Saturday 6 August 2016

Too Much Competition is Ruining Sport

Competition is amazing! It is the disruptive engine at the heart of the three key institutional innovations of modernity: market economies, democracy, and science. But despite its glamorous power, competition is not enough. Indeed it can be dangerous if it escapes from its box. In democracies, for example, the competition for power can so dominate politics that little actual governance gets done, as presently in America where elected politicians are forced to spend most of their time and energy raising money and running for their next election. In market economies, competition turns corporations into psychopaths concerned only to externalise costs and privatise benefits. The resulting race to the bottom, such as in Chinese food safety, can destroy lives and also entire industries. 

So far so obvious. But this is the season of the Olympics so this post will focus on a different problem of competition, the threat it poses to sport by emptying out the meaning from what has become an important part of our global - our human - culture.

I

Culture is about the meanings of what we do, the shared world we construct through common values, symbols, purposes, memories, and so on. Culture can thereby be distinguished from other, overlapping components of a modern polity: the social (the structures of interpersonal relationships, such as the family, gender, class), the economic (the production and distribution of valuable things), and the political (the legitimate exercise of power). So the first point to establish is that sport is cultural, that it is or can be meaningful.

On the face of it this may appear difficult in comparison to the kind of things we do accept as part of global culture, like the Taj Mahal. Sports are games, and games are by definition pointless: "the voluntary attempt to overcome unnecessary obstacles" as Bernard Suits, founder of the philosophy of games, puts it. Sports are trivial by design. Perhaps the Olympics itself may count as a cultural artifact like the Sydney Opera House just because the brand is globally well known (and every few years everyone talks about it a lot). But then the sports tend to drop out of it, just as no one talks about the operas.

## Dataset records
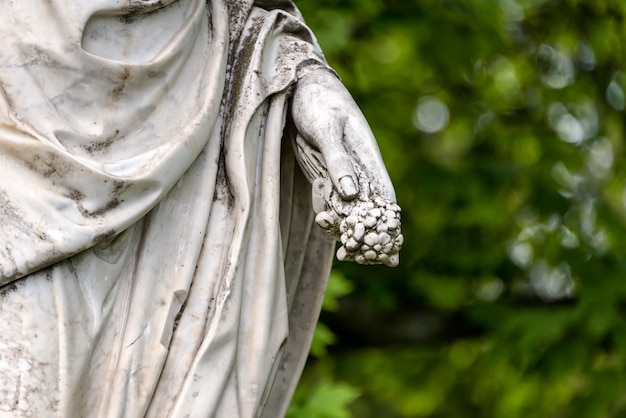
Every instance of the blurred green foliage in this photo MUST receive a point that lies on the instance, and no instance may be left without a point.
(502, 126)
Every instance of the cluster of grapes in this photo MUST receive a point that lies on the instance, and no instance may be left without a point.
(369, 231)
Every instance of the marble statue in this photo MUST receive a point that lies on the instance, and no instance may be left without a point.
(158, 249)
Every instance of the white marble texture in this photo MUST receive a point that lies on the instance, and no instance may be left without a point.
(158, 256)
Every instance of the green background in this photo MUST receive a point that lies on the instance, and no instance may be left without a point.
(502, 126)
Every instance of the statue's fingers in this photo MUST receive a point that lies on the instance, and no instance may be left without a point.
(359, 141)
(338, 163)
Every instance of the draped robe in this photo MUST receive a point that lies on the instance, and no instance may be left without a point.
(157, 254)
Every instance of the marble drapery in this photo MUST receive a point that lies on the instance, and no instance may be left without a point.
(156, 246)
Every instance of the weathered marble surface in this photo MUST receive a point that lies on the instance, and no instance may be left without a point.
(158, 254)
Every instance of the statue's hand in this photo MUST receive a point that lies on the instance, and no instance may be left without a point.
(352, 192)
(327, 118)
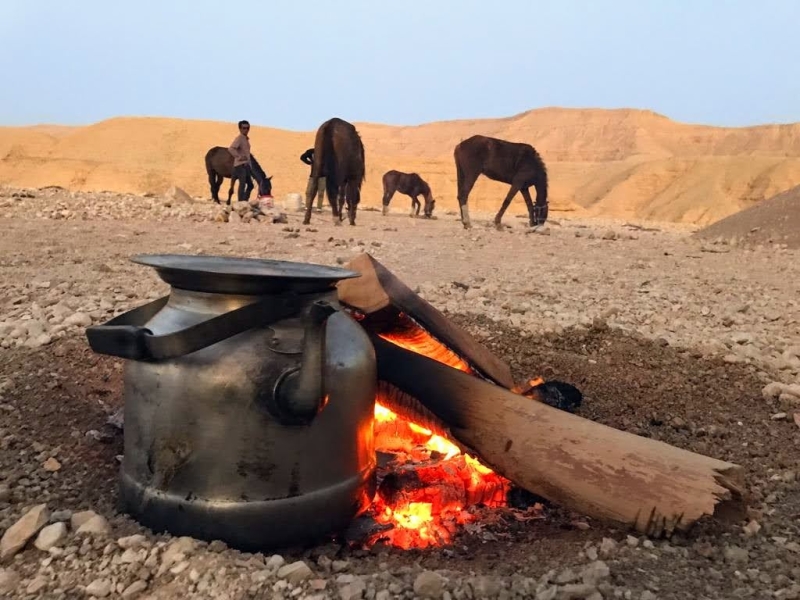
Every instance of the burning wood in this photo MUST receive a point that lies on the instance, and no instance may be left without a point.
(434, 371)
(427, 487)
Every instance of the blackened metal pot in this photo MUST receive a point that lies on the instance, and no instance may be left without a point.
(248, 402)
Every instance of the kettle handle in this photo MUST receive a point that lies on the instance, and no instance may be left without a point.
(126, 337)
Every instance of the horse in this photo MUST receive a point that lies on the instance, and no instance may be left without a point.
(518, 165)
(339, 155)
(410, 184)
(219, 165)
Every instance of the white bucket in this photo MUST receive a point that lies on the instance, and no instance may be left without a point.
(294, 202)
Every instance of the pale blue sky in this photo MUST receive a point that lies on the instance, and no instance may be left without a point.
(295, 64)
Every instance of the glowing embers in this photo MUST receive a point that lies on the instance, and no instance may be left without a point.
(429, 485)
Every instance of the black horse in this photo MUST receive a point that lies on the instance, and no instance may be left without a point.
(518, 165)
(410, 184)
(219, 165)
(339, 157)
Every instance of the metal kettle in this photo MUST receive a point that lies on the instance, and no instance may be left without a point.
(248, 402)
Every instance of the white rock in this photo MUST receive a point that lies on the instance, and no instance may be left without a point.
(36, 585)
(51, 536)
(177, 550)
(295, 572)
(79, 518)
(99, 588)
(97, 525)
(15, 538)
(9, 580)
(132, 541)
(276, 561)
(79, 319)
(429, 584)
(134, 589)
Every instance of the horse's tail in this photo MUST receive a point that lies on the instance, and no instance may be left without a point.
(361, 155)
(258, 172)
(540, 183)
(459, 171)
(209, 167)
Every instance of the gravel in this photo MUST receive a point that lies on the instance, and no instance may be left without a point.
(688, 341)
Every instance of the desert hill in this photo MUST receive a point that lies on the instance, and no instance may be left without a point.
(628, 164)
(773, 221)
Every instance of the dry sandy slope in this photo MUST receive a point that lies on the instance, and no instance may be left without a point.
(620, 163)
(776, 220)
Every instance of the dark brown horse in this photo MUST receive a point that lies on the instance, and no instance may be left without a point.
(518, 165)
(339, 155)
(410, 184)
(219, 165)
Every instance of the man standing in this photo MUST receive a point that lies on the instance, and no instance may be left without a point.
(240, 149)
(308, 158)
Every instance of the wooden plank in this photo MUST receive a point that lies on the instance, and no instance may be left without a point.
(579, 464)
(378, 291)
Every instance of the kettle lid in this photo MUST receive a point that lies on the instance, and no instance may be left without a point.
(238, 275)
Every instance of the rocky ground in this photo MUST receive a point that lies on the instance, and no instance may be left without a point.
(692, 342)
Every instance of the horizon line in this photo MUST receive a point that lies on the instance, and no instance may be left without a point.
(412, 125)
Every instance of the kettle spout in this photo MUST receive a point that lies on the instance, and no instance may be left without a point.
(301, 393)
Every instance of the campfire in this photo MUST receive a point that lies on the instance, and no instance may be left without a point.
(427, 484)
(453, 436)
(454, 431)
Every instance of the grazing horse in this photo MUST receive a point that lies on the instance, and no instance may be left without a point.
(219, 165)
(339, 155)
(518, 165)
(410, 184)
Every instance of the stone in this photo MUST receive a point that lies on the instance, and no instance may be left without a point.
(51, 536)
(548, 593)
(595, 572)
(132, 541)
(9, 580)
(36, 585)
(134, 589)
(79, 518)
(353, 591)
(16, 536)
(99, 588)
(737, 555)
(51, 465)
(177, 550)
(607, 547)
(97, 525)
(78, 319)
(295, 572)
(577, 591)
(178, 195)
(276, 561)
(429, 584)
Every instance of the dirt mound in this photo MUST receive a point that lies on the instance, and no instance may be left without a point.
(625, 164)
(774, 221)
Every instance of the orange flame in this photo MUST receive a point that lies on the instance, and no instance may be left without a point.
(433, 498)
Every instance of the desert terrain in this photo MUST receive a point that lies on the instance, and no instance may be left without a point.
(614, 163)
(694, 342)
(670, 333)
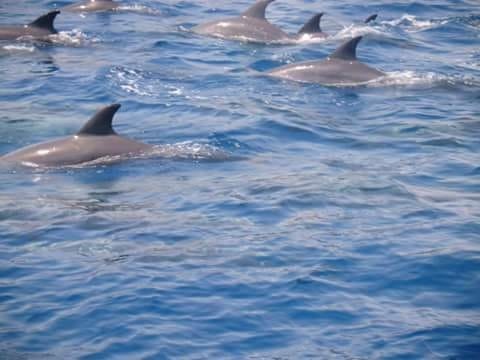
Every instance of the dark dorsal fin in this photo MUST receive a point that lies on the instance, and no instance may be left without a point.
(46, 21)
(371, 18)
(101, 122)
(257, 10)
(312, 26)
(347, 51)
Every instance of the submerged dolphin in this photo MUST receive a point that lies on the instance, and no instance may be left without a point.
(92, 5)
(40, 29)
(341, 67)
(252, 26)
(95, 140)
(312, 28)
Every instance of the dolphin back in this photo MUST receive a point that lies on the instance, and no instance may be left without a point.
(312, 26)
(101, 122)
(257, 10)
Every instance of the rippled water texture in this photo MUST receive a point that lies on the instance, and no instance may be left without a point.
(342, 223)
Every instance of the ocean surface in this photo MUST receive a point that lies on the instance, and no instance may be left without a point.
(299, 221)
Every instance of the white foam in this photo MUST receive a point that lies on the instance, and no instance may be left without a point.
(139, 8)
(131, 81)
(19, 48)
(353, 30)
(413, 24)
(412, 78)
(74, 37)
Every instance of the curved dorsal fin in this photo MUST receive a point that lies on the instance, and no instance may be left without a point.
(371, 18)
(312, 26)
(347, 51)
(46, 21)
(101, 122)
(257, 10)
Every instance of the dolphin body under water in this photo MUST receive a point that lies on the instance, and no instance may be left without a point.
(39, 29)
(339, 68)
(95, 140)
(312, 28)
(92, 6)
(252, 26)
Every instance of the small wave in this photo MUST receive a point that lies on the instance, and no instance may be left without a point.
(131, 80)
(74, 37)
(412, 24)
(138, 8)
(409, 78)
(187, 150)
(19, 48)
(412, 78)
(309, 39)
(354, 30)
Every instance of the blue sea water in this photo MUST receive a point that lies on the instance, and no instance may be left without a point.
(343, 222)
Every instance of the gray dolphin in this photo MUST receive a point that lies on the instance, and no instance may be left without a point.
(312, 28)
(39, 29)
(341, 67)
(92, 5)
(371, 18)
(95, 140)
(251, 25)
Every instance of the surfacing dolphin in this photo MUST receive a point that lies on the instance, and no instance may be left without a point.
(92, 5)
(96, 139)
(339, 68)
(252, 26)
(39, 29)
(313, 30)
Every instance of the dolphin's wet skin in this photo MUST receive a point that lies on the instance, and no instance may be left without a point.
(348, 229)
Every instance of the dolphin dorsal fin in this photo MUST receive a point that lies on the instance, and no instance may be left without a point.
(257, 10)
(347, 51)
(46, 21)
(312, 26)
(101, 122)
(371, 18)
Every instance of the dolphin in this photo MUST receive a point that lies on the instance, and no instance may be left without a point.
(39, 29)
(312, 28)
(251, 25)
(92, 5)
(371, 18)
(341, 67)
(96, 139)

## Task set
1 - Switch "market economies" to "free markets" while reproducing part of the post on competition and sport: begin at the words "Saturday 6 August" and stop after "also entire industries.".
2 - In the post on competition and sport, who is named as the founder of the philosophy of games?
3 - Carry on the post about competition and sport from the point where it stops.
The records are separate material, unrelated to the post about competition and sport.

## Results for the exercise
1 -
Saturday 6 August 2016

Too Much Competition is Ruining Sport

Competition is amazing! It is the disruptive engine at the heart of the three key institutional innovations of modernity: free markets, democracy, and science. But despite its glamorous power, competition is not enough. Indeed it can be dangerous if it escapes from its box. In democracies, for example, the competition for power can so dominate politics that little actual governance gets done, as presently in America where elected politicians are forced to spend most of their time and energy raising money and running for their next election. In free markets, competition turns corporations into psychopaths concerned only to externalise costs and privatise benefits. The resulting race to the bottom, such as in Chinese food safety, can destroy lives and also entire industries.

2 - Bernard Suits

3 -
I think that sports deserve to be taken more seriously in their own right. Their contribution to global culture is not merely the superficial achievement of universal recognition (what brings the Sydney Opera House, Coca Cola, and the Olympics into the same category). The special promise of sport is to provide a depth of meaning, i.e. value, together with universal accessibility.

That value has at least three distinct sources - competition (of course), but also drama, and craft. (I leave aside the value sports have for their participants.) Although each of these has their own logic and appeal, the defining characteristic of a flourishing, richly meaningful sport is a harmonious balance between all three. The increasing dominance of competition across all sports is therefore distinctly worrying. In the long run it may squeeze the very life out of them. The thin zero-sum perspective that it embodies is already the source of much that undermines sport, including the pernicious scandals of nationalism, doping, and sexism.

II

The pleasure of competition consists in the resolution of uncertainty combined with the validation of status rankings. There is a special thrill in the resolution of a sustained uncertainty about an outcome, and this is also behind the appeal of gambling. But in sport the resolution of this uncertainty is also meant to reflect merit: sporting competition provides an answer to the question of Who deserves to win? 

In the past, the Greeks saw the winners of sporting competitions as selected by the Gods, and modern celebrations of gold medallists still echo of that. Hence the emphasis on fairness - level playing fields, gender testing, anti-doping regimes – to ensure the results reflect only the authentic moral desert of the contestants. (Hence also the moralistic and somewhat disturbing obsession with purity, cleanness and naturalness.) But the fairness isn't the point of the exercise except insofar as it renders the outcomes reliable because outcomes are the only thing that really matters. Records, rankings, and other statistics are central since, to the competitive spirit, comparing scores is the only way to tell how well one is doing.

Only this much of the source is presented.